**Requirements**.
Starting at the line that holds "Where can the sandy", set down each line through the end of the listing, exactly as written and with nothing added.

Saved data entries
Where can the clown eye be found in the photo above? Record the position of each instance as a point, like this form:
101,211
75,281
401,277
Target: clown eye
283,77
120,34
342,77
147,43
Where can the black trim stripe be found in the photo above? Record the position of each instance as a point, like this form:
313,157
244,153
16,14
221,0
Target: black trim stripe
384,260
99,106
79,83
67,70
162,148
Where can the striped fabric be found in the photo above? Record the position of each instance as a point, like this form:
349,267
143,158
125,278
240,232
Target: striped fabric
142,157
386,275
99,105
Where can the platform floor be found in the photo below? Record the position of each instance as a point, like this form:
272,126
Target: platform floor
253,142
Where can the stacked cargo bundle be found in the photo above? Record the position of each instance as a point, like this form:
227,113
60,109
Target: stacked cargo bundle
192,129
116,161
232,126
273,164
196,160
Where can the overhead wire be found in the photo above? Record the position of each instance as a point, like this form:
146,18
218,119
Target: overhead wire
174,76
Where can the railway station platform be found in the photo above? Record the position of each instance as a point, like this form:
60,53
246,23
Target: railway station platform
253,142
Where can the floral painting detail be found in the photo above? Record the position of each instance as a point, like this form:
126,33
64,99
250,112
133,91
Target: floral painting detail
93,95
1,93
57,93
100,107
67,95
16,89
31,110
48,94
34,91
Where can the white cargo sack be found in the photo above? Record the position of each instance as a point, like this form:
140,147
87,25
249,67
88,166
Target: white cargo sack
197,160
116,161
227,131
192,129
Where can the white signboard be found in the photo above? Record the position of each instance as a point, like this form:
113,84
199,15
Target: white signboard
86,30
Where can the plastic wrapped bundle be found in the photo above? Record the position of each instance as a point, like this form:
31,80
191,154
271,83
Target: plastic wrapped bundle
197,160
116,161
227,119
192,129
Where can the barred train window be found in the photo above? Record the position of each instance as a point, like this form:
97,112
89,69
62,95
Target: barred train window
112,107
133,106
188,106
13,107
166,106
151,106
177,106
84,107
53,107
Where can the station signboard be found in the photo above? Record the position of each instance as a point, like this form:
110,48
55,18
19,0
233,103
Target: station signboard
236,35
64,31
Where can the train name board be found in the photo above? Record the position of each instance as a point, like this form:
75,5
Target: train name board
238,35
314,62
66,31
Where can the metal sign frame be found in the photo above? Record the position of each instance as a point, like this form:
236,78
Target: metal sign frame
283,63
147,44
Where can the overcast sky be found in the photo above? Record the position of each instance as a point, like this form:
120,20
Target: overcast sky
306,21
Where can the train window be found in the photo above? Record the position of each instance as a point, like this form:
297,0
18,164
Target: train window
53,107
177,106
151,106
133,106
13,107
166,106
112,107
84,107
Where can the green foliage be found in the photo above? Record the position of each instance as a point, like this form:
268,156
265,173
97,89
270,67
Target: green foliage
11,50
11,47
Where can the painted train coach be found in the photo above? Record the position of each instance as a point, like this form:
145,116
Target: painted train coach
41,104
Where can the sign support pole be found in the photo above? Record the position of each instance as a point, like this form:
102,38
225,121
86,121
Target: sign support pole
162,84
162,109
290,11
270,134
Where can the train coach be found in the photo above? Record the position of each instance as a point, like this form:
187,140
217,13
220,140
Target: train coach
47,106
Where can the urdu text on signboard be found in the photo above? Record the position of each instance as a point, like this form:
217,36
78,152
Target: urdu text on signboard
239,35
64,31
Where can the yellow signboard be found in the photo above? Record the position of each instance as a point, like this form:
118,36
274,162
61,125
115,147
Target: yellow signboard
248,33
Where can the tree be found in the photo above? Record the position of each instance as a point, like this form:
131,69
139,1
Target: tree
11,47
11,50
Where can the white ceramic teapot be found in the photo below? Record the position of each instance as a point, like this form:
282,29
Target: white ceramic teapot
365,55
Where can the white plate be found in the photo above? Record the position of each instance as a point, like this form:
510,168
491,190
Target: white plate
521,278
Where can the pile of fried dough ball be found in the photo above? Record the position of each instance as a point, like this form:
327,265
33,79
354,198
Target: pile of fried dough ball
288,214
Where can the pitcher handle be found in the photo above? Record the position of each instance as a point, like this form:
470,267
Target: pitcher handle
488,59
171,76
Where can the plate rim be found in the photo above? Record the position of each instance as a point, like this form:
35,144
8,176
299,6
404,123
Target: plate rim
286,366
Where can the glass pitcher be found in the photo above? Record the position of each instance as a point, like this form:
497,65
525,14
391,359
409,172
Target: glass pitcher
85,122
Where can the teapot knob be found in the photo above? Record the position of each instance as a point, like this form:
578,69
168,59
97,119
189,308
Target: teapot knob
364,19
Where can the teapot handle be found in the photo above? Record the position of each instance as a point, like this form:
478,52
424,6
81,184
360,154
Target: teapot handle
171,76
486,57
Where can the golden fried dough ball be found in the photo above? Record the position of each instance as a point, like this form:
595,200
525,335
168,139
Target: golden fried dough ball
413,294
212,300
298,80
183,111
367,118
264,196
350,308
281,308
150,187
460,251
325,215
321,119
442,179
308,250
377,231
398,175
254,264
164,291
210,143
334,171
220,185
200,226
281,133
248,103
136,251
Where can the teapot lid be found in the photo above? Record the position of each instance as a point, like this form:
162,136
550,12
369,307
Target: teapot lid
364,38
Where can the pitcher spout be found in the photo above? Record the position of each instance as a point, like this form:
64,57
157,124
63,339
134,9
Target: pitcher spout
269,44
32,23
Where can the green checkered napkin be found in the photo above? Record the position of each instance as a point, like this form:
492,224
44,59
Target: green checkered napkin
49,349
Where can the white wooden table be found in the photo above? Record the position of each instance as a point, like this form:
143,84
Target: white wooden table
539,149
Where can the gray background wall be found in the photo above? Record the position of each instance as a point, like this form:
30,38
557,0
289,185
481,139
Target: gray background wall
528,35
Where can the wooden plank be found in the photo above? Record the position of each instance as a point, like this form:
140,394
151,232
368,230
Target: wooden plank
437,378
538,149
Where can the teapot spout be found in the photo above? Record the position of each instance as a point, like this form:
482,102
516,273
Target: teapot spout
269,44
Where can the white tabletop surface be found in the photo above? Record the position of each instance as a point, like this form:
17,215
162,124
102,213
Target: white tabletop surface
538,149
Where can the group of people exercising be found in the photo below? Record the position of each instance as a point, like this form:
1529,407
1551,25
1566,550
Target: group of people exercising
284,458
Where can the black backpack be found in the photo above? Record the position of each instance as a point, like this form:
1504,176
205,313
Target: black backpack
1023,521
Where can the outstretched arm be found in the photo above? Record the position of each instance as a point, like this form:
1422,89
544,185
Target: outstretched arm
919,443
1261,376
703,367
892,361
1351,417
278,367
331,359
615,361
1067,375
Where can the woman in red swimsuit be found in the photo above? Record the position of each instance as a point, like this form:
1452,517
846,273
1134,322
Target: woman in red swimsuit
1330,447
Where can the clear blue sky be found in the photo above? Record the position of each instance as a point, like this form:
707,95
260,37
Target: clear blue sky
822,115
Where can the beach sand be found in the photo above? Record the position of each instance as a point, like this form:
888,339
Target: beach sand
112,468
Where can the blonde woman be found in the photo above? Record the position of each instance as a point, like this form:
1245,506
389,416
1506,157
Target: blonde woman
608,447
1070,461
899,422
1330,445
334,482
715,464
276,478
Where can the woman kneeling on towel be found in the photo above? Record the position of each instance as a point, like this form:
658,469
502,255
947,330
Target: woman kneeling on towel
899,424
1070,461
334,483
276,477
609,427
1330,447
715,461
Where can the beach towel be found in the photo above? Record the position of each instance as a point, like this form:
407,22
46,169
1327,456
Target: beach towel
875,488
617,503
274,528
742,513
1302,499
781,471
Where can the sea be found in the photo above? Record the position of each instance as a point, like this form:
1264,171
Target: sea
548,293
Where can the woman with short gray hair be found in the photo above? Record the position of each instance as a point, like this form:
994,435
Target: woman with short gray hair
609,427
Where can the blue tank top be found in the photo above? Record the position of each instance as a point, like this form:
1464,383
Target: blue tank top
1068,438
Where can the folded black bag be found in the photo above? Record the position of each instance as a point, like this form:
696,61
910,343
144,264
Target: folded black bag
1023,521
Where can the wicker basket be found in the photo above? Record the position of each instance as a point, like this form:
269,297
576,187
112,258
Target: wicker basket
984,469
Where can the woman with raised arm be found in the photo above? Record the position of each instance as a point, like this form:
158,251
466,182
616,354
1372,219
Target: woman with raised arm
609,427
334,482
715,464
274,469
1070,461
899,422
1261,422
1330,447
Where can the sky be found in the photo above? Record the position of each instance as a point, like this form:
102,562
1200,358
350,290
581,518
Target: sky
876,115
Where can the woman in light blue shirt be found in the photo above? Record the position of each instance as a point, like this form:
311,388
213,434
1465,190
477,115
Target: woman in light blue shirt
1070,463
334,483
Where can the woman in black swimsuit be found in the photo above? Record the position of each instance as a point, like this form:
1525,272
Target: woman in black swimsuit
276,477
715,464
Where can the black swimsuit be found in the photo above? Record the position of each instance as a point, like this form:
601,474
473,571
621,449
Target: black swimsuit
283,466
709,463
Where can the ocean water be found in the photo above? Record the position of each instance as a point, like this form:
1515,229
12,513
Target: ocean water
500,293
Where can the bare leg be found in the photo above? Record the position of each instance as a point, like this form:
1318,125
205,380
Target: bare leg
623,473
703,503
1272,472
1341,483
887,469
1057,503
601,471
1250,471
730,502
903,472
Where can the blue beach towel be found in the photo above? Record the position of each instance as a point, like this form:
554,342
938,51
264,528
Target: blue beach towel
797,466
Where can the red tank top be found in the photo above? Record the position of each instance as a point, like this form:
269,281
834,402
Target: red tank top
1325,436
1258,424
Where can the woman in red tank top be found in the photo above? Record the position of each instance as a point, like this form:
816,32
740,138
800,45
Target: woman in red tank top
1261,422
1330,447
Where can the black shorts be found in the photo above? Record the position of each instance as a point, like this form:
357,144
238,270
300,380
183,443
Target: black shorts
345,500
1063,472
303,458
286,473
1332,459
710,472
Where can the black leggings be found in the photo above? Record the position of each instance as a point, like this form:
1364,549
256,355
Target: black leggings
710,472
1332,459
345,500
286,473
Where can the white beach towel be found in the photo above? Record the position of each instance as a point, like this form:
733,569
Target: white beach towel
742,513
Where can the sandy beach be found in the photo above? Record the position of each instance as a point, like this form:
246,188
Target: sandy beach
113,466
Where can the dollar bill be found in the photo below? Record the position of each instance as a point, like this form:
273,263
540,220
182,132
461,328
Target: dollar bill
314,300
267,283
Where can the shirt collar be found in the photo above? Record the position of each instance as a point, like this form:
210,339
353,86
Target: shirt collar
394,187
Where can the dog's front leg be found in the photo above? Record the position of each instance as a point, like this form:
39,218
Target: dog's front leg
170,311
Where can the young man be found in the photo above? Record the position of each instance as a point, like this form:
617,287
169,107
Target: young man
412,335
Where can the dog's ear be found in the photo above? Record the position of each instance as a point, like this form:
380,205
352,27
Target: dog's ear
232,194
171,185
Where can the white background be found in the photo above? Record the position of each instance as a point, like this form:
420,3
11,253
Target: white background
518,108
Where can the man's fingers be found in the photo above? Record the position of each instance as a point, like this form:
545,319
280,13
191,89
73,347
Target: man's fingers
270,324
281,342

**Correct answer**.
Where can the sandy beach be found in the photo above? Record the position of each instance as a point, like this form:
246,188
Target: sandy beach
113,466
Where can the dollar bill be found in the photo below? Record the position of each instance as a point, like this form:
273,263
540,220
182,132
461,328
Target: dollar bill
314,300
267,283
Where can the shirt collar be found in the photo above? Record the position of each instance as a point, like this form:
210,339
353,86
Target: shirt collar
394,187
Where can the dog's front leg be found in the photo above? Record the position of each instance as a point, like this form:
39,218
Target: dog's front leg
170,311
Where can the young man be found in the photo above? Record the position of each instance as a point, like this form:
617,287
169,107
Target: young man
412,335
Where can the dog's ear be found in the photo above? Record the position of each instance as a point, like this form:
380,205
352,27
Target: dog's ear
232,194
171,185
Where can the white background be found in the photo above? Record the position of each instance as a point, like this form:
420,3
11,253
Target: white background
518,108
Where can the man's fingers be found in the photo above? Record the position of each instance as a point, like this form:
545,319
280,13
191,89
73,347
Target: man's fingers
270,324
281,342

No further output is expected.